## TASK DETAILS
Select each line in the listing below that contains the string "water" and copy those lines out.
--- Start of EXTRACTED INFORMATION ---
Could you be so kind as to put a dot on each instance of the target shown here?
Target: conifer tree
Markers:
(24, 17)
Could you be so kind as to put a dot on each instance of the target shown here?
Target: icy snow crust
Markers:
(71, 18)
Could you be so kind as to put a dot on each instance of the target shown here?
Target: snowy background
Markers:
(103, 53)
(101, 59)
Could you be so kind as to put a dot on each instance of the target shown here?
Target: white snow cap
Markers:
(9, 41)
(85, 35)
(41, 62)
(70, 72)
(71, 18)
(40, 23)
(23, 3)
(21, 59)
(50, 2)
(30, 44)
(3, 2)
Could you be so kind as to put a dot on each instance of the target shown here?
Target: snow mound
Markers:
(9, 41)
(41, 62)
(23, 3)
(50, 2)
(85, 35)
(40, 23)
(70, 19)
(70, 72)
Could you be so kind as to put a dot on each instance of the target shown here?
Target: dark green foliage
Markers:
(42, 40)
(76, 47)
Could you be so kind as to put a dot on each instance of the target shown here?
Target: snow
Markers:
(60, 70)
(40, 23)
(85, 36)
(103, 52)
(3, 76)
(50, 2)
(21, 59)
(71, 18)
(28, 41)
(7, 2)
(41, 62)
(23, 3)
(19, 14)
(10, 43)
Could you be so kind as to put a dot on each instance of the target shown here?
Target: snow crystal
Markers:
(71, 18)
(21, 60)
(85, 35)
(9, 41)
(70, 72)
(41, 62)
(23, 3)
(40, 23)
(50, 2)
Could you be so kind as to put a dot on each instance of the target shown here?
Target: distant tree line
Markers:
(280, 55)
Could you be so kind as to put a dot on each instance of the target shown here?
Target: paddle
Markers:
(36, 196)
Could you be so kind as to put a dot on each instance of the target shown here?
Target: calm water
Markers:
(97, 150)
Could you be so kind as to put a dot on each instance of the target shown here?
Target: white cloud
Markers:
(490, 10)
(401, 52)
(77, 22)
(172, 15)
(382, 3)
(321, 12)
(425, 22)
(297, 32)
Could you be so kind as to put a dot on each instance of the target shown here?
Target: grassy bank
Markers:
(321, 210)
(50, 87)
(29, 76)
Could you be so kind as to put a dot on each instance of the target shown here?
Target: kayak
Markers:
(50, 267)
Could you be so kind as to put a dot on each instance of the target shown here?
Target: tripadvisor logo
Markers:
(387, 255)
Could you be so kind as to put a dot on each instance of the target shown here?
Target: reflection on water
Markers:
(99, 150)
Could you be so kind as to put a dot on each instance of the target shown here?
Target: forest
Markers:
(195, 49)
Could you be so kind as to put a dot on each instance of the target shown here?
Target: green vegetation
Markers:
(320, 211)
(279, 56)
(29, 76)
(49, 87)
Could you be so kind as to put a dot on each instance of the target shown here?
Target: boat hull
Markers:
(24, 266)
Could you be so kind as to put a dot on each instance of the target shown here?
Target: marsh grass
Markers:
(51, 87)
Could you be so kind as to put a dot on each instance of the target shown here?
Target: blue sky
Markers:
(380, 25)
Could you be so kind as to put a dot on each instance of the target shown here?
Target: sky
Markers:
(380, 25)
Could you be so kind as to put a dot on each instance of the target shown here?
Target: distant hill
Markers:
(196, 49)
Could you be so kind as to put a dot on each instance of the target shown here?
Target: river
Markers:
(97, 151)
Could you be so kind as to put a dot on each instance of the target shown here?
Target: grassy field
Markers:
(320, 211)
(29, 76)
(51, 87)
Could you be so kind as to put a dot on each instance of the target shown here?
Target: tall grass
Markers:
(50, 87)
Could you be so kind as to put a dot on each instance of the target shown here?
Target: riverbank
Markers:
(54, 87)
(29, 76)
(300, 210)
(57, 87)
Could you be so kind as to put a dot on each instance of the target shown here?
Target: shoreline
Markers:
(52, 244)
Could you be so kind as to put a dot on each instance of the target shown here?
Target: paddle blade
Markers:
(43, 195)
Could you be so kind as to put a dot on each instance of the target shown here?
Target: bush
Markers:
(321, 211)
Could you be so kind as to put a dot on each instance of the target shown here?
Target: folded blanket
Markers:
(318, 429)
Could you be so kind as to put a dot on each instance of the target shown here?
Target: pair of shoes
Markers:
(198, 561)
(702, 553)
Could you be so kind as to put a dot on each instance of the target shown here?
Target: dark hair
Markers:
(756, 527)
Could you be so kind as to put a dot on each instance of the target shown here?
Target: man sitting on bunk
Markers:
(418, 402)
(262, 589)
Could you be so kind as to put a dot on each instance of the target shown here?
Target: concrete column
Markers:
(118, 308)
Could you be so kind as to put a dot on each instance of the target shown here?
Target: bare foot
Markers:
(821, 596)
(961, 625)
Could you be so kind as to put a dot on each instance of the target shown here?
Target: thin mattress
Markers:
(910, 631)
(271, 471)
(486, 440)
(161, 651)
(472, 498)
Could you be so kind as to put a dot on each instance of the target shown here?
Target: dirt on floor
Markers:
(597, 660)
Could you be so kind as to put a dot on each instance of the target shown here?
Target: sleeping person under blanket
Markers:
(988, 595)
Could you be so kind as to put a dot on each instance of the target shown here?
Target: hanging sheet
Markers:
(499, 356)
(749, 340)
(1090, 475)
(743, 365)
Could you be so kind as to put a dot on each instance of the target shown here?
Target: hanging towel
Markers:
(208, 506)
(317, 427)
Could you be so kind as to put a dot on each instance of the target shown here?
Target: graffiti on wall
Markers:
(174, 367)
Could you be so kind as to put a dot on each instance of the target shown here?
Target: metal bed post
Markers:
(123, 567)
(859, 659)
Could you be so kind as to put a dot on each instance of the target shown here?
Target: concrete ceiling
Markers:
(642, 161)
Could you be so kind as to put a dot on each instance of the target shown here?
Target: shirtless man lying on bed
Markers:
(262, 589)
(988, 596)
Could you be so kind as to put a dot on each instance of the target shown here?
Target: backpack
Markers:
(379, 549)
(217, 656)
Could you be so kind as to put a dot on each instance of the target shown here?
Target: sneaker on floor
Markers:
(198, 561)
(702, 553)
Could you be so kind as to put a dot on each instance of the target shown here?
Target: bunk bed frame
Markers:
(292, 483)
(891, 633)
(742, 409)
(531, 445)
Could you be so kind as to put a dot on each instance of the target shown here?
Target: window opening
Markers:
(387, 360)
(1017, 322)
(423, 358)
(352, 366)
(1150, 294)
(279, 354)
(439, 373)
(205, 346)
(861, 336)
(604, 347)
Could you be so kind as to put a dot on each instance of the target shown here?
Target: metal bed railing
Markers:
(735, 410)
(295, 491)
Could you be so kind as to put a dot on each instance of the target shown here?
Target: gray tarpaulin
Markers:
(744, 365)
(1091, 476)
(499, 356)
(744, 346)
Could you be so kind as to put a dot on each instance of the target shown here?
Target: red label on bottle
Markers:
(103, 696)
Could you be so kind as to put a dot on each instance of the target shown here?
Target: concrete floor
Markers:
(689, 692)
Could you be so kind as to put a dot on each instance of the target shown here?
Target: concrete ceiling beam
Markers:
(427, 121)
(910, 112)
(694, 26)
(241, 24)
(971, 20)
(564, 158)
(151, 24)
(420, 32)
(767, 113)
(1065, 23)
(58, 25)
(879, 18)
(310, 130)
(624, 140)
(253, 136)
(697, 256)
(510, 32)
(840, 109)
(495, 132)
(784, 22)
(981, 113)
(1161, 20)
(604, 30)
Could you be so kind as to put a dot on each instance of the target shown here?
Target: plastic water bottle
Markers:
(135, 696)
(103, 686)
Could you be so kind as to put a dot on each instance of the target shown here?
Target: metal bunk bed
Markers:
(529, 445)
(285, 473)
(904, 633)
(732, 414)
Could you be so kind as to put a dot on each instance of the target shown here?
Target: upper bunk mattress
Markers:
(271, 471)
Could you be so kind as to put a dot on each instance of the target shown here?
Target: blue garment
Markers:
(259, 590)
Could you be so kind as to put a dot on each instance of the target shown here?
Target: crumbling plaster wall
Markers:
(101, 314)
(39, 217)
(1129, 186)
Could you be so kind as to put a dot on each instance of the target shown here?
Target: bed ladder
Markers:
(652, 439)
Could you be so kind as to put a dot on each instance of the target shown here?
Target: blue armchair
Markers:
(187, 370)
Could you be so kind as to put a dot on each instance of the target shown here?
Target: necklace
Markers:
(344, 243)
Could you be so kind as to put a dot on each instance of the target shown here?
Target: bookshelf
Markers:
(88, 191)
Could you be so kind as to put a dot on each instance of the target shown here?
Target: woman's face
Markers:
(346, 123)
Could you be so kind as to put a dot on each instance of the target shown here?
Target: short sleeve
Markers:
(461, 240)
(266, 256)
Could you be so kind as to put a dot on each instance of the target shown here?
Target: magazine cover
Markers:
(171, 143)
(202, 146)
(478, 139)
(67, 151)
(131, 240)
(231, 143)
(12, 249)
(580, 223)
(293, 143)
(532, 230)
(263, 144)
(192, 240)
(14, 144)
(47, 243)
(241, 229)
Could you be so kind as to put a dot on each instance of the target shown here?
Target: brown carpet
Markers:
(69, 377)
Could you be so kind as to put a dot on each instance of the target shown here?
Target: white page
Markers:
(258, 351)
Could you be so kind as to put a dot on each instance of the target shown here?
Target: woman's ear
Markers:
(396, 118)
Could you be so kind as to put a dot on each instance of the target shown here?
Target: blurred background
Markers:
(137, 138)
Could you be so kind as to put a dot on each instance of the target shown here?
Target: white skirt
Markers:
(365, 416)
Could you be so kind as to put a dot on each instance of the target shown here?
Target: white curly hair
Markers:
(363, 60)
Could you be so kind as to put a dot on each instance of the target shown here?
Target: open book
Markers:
--- End of EXTRACTED INFORMATION ---
## SOLUTION
Target: calm water
Target: reflection on water
Target: plastic water bottle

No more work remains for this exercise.